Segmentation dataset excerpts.
☆ ☆ ☆

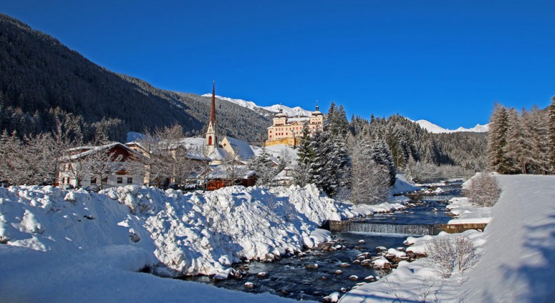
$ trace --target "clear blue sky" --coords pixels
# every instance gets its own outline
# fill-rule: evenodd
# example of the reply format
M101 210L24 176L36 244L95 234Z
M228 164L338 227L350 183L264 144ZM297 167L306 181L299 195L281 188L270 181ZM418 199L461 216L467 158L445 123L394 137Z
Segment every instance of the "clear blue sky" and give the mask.
M155 87L455 128L555 94L555 1L2 0Z

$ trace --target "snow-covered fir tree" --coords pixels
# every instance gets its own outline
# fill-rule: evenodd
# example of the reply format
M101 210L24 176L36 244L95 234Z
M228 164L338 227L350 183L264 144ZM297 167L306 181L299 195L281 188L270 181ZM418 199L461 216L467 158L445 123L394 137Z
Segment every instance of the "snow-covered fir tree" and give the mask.
M496 104L490 118L487 157L492 169L500 173L508 172L512 166L505 155L508 128L509 116L507 109Z
M308 124L302 127L302 135L297 148L299 159L293 169L293 182L300 186L310 183L312 178L310 172L310 163L314 160L314 152L310 148L310 129Z
M551 171L555 171L555 96L551 97L551 104L548 109L549 113L549 160Z
M509 172L520 171L526 174L528 172L527 167L534 155L532 145L532 134L524 123L524 119L514 109L509 109L507 145L504 147L504 154L512 159L513 163Z
M523 109L519 113L513 108L495 105L490 117L487 153L494 170L502 174L542 175L551 171L550 109L534 106L529 111Z
M249 161L248 169L256 172L258 176L256 180L257 185L271 185L277 175L273 161L270 159L270 155L265 148L263 148L260 153Z
M373 148L359 136L352 150L351 201L354 204L376 204L389 194L389 172L374 159Z

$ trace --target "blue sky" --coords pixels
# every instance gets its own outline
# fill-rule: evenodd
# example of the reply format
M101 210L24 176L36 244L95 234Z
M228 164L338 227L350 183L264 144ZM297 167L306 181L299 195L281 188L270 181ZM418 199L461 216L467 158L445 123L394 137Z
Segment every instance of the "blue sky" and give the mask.
M157 87L443 127L555 95L553 1L3 0L0 12Z

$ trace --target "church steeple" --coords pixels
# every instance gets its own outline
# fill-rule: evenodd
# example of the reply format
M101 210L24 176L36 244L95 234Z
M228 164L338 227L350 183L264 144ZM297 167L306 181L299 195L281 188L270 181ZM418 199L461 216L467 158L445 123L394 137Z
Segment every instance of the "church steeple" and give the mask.
M210 122L216 124L216 81L212 82L212 108L210 110Z
M206 155L210 155L218 146L218 138L216 136L216 82L212 82L212 106L210 109L210 120L206 128Z

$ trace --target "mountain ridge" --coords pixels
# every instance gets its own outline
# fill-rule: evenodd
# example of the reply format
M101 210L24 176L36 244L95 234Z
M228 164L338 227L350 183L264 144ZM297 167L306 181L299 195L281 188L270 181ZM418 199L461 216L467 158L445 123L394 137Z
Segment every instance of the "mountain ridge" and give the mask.
M129 131L181 125L202 133L209 98L166 91L110 71L55 38L0 13L0 130L20 136L53 131L56 121L85 141L109 130L112 140ZM218 131L250 143L264 140L268 115L218 101ZM248 127L245 121L250 121Z

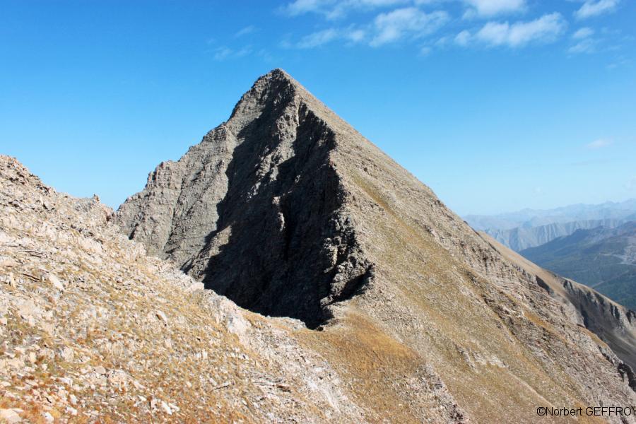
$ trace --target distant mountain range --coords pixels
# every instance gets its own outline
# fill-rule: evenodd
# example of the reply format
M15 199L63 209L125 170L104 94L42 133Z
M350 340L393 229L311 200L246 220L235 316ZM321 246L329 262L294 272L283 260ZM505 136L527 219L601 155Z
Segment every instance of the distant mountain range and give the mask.
M469 215L464 220L475 230L483 230L505 246L520 252L579 229L614 228L636 220L636 199L548 210L524 209L493 216Z
M614 228L579 229L519 253L636 310L636 221Z

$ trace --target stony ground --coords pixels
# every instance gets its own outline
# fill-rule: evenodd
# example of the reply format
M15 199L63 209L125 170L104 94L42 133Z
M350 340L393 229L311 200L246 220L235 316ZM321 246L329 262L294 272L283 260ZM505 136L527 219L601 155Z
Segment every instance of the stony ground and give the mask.
M322 329L288 334L368 421L636 404L633 312L515 263L282 70L114 220L239 305ZM541 422L606 418L636 423Z
M330 365L0 157L0 421L364 420Z

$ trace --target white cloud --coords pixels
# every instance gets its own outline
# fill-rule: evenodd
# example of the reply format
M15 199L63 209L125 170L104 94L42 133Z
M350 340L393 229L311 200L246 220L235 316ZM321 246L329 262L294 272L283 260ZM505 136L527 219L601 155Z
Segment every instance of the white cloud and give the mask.
M356 44L363 41L366 36L367 33L365 30L353 26L346 29L327 28L305 35L294 45L286 42L283 47L313 49L338 40L345 40L348 44Z
M585 0L581 8L575 12L578 19L585 19L613 11L620 0Z
M625 188L626 188L628 190L636 191L636 177L634 177L628 181L625 184Z
M238 50L222 46L214 49L214 59L223 61L228 59L238 59L250 53L252 53L252 47L250 46L246 46Z
M471 33L464 30L455 36L455 44L460 46L467 46L471 41Z
M346 16L353 10L371 11L409 1L410 0L295 0L285 6L283 10L292 16L313 13L324 15L328 19L336 19Z
M415 7L380 13L374 20L375 35L370 44L377 47L399 41L405 37L420 37L434 32L447 20L446 12L440 11L427 13Z
M585 148L596 150L597 148L603 148L603 147L607 147L608 146L611 146L611 140L608 140L607 139L599 139L598 140L594 140L591 143L588 143L587 144L586 144Z
M238 31L237 31L236 34L234 35L235 37L242 37L243 35L247 35L247 34L252 34L254 31L257 30L257 28L253 25L250 25L246 26L244 28L241 28Z
M566 23L560 13L543 15L529 22L488 22L475 37L486 44L517 47L531 42L554 41L563 31Z
M585 38L567 49L570 53L594 53L596 51L597 42L593 38Z
M420 49L420 56L428 56L431 52L432 52L432 49L428 46L424 46Z
M583 38L591 37L591 35L594 35L594 30L593 29L588 27L583 27L572 34L572 37L575 40L582 40Z
M526 8L525 0L464 0L471 6L471 12L465 17L470 17L476 13L481 16L493 16L501 13L519 12Z
M296 47L300 49L312 49L334 41L338 37L338 31L333 28L323 30L305 35L298 42Z

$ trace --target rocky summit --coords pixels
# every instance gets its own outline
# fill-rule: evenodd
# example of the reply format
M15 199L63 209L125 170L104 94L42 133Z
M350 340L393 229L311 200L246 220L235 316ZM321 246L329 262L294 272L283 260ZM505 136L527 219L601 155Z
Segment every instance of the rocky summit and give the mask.
M12 420L636 423L536 414L636 405L634 312L474 231L281 70L116 213L0 177Z

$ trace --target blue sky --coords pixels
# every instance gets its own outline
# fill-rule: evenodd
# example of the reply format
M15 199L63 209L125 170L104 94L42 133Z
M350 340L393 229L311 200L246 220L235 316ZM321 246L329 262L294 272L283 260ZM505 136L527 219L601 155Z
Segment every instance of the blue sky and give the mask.
M0 153L117 207L288 71L456 212L636 197L632 0L0 0Z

☆ ☆ ☆

Directions.
Will you write out the items, starting at the very beginning and stopping after the line that contains "M373 148L359 136L352", with both ends included? Leave the pictures out of your answer.

Response to this task.
$ trace --target "clear blue sky" --coords pixels
# every instance gets its own outline
# fill-rule: evenodd
# example of the reply format
M101 210L24 176L36 244L95 234Z
M228 164L338 227L350 183L264 144ZM297 167L306 181L299 195L281 188L270 181ZM418 199L461 216L467 158L445 123L394 137Z
Segment every instance of the "clear blue sky" and give the mask.
M155 87L455 128L555 94L555 1L2 0Z

$ trace --target "snow-covered fir tree" --coords pixels
# every instance gets its own outline
# fill-rule: evenodd
# example of the reply format
M101 210L24 176L36 244L95 234Z
M228 164L338 227L350 183L264 144ZM297 167L306 181L299 195L281 188L270 181ZM418 199L461 216L467 158L445 123L394 137Z
Segment every instance of the "snow-covered fir tree" and give the mask.
M496 104L490 118L487 157L492 169L500 173L508 172L512 166L505 155L508 128L509 116L507 109Z
M308 124L302 127L302 135L297 148L299 159L293 169L293 182L300 186L310 183L312 178L310 172L310 163L314 160L314 152L310 148L310 129Z
M551 171L555 171L555 96L551 97L551 104L548 109L549 113L549 160Z
M509 172L520 171L526 174L528 172L527 167L534 155L532 145L532 134L524 123L524 119L514 109L509 109L507 145L504 147L504 154L512 159L513 163Z
M523 109L519 113L513 108L495 105L490 117L487 153L494 170L502 174L542 175L551 171L550 109L534 106L529 111Z
M249 161L248 169L256 172L258 176L256 180L257 185L271 185L277 175L273 161L270 159L270 155L265 148L263 148L260 153Z
M373 148L359 136L352 150L351 201L354 204L376 204L389 194L389 172L374 159Z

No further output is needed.